── Extract to read ──
# 45NRTH Wolvhammer Winter Boot!



## Yoreskillz (Feb 10, 2011)

Looking forward to hearing reviews on these newly released boots and for those that may have not heard of them yet! I just bought some non-cycling specific boots this Spring or I'd be real tempted to get a pair straightway....:thumbsup:

45NRTH


----------



## Flats (Feb 3, 2011)

Review here.

I like the idea (I've been a winter rider for years), and they seem really nice, but to me spds and the chance of sliding out ice don't mix. Depends where you ride, to each their own, etc.

Edit- more of a preview than a review...


----------



## Thiel (Mar 7, 2012)

I just picked mine up. I'll probably ride with them Thursday or Sunday and will let you know!


----------



## rinafina (Dec 17, 2012)

Just checked it out- its a great looking boot- but looks bulky and maybe heavy. Looks like it would be good for under 20F but maybe too much if riding in the 30-40F range. Please post review...thanks


----------



## Giel (Jan 16, 2011)

Some good input on these puppies over here: http://forums.mtbr.com/fat-bikes/45nrth-winter-boot-807369.html


----------



## Giel (Jan 16, 2011)

http://forums.mtbr.com/fat-bikes/45nrth-winter-boot-807369.html


----------



## Thiel (Mar 7, 2012)

Rode mine tonight. Very nice.

My ride was 32 degrees F, for about 2.5 hour duration. About half an hour of that was standing around. Never even thought about my feet... they were perfectly comfortable.

I wore thin smartwool socks. Plenty of room for larger ski socks (I normally wear a 43 wide shoe, so I bought these boots in 44). Even with the extra room, I'm not swimming in them... though the strap around the top does help to make it feel like you're pulling the pedals with your legs a bit more than you're feet at times.

I went through several water features and even just plain walked through one: *these boots are waterproof.*

I haven't dialed in my cleats, but I had little trouble engaging and disengaging the boots from my pedals. They didn't seem too heavy either. Oh, and I look like a total badass when I'm wearing them.

I'd previously tried booties over MTB shoes: giant pain in the ass, the booties are trashed after three rides, and my feet still froze. These boots solve all three of those problems.

In summary, and to borrow a phrase: "If you have the means, I highly recommend picking some up."


----------



## Thiel (Mar 7, 2012)

A new low temp with the Wolvs last night. 9 degrees, very snowy, with a mid weight sock. Toasty. Worth it to never have to worry about your feet--and I had my feet in the snow quite a bit.


----------



## urmb (Oct 4, 2005)

They look promising. The outsole looks familiar. Just compared the picture on the Wolvhammer website to my Lake MXZ302s. The outsoles are the same. Not a con. I like my Lakes and really like steel tipped toe cleats on ice.

I couldn't find a wide version though. 

Image of Lake MXz303 outsole. Lickbike.com | Lake MXZ303 Winter MTB Shoe -2013

urmb


----------
───
> _Stated exercise 1_
In the forum thread about the boots, what size did Thiel buy, and what size shoe does Thiel normally wear?
── Supplied records ──
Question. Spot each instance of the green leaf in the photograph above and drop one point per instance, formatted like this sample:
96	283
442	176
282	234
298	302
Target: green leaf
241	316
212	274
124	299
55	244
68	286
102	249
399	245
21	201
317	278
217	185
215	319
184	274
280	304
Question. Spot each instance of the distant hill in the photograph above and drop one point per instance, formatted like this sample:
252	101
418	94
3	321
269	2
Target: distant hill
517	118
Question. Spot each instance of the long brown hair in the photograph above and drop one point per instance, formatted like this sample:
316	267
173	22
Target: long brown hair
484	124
───
── Supplied records ──
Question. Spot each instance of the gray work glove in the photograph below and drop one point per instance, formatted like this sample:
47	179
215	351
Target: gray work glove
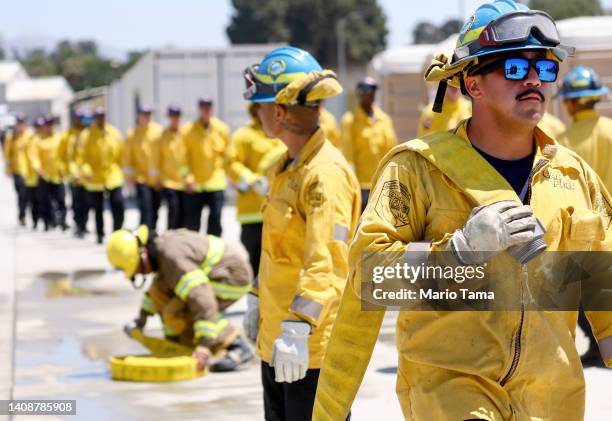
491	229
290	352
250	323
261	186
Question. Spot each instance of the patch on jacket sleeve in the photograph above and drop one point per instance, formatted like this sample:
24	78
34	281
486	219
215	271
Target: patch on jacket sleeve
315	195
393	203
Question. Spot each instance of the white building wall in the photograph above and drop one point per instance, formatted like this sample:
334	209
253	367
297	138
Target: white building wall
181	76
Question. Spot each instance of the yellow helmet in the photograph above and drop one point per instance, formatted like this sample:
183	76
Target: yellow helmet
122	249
───
── Supplied records ──
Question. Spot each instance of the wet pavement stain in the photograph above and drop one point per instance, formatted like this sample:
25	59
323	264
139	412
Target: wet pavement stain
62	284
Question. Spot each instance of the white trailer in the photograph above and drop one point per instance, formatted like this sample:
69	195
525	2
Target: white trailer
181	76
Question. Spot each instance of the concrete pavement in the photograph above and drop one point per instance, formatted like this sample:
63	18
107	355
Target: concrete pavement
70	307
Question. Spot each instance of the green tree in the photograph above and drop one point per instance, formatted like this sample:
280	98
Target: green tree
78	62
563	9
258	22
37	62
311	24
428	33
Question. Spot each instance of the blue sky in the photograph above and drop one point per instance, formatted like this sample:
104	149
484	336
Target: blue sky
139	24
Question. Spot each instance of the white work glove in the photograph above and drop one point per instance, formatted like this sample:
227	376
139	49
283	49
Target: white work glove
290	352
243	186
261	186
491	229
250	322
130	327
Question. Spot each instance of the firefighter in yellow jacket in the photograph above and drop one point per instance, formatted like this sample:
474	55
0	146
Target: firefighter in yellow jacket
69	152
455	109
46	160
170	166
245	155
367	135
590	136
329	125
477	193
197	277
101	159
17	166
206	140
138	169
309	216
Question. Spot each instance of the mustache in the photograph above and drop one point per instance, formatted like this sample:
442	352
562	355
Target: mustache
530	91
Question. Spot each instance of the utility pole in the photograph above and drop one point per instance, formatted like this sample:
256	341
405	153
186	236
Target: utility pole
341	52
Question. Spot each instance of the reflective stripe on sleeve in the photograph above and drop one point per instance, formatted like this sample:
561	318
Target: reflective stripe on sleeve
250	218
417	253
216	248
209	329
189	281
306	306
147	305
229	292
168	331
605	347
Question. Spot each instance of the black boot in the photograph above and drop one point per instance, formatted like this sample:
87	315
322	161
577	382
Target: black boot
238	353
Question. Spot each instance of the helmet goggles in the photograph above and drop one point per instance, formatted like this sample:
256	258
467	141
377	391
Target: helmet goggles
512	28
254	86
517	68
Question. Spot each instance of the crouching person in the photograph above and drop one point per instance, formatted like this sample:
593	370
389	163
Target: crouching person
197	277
───
> _Stated exercise 2_
Pull out every line of the rows that contains the word "tree".

> _Finished answer 1_
Thiel bought the boots in size 44 and normally wears a 43 wide shoe.

> _Finished answer 2_
Question. Spot each instance of the green tree in the photograph above and drop one point per instance, formatted like this sample:
Target: green tree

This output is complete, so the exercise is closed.